▶ [Problem]
Transcribe, exactly as they appear, only the lines from the one holding "on the palm" through the end of the entries below.

Records contained in a dataset:
========================

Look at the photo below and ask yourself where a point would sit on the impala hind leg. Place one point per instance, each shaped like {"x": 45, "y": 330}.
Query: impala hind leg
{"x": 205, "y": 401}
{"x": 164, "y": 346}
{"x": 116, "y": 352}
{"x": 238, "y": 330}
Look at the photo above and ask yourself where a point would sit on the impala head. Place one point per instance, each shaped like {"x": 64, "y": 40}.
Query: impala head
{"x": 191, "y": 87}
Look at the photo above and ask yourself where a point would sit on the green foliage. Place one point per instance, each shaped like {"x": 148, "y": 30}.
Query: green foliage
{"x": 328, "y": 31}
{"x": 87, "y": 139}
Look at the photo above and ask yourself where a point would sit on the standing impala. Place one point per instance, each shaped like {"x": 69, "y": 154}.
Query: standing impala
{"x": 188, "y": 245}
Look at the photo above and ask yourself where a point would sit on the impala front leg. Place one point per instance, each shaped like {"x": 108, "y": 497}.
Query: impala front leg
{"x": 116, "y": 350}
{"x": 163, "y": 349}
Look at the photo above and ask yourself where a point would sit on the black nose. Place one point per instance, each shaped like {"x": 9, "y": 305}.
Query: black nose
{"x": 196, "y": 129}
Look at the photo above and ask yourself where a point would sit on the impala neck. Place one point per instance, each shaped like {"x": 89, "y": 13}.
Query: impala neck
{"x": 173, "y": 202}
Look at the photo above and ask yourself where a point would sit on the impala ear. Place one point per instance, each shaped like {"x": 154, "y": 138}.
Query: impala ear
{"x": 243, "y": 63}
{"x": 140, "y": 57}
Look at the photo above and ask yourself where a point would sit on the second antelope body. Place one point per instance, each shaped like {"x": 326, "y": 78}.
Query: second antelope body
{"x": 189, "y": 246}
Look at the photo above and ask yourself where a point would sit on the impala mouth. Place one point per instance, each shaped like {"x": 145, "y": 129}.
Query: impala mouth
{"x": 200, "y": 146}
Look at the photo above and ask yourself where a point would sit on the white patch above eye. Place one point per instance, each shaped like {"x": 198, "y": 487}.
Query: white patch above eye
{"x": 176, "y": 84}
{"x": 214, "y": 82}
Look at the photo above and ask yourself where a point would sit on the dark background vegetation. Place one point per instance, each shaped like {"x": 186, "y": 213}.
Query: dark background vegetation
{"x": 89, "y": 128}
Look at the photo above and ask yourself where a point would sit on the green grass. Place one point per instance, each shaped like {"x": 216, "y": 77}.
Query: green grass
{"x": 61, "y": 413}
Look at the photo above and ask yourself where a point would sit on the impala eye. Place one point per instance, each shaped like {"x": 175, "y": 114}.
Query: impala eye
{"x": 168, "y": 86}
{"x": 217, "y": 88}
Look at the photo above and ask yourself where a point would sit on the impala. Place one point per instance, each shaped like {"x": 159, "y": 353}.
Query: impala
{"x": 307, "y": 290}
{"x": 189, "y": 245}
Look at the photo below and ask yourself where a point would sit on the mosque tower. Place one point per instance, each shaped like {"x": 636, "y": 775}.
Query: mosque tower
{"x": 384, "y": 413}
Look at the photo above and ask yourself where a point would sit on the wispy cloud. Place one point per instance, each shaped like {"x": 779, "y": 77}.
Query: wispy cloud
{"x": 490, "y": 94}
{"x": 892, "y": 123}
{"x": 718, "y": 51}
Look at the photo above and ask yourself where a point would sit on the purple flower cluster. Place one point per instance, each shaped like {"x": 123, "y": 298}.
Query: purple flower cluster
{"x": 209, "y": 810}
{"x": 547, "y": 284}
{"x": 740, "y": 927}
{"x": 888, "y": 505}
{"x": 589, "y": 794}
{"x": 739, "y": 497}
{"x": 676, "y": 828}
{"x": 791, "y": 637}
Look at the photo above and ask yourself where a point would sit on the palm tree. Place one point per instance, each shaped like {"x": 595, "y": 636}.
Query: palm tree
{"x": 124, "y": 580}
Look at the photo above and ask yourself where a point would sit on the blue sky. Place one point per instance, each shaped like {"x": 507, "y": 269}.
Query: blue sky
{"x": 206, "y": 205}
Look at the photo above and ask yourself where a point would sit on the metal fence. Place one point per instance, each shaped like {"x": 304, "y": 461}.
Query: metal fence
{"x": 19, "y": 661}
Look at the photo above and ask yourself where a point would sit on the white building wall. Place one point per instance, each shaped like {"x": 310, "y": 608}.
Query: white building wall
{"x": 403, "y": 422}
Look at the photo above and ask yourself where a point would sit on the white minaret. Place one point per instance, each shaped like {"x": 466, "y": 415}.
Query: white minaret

========================

▶ [Task answer]
Look at the photo above and ask yourself where a point would sit on the palm tree. Place one point per instance, each shaped like {"x": 595, "y": 636}.
Query: palm tree
{"x": 124, "y": 580}
Look at the photo above and ask yourself where a point would sit on the blue sky. Place one point per instance, each shaped like {"x": 507, "y": 269}.
Query: blue sky
{"x": 206, "y": 205}
Look at the photo above and ask yourself where a point would sit on the metal fence. Place one point per instance, each shaped like {"x": 304, "y": 461}.
Query: metal fence
{"x": 19, "y": 661}
Look at the photo above and ask yourself where a point would sit on the white building wall. Place one point per instance, each shaped like {"x": 310, "y": 608}.
Query: white building wall
{"x": 403, "y": 422}
Look at the photo above and ask yourself where a point would sit on the white minaret. Place one point per instance, each shaped like {"x": 466, "y": 415}.
Query: white minaret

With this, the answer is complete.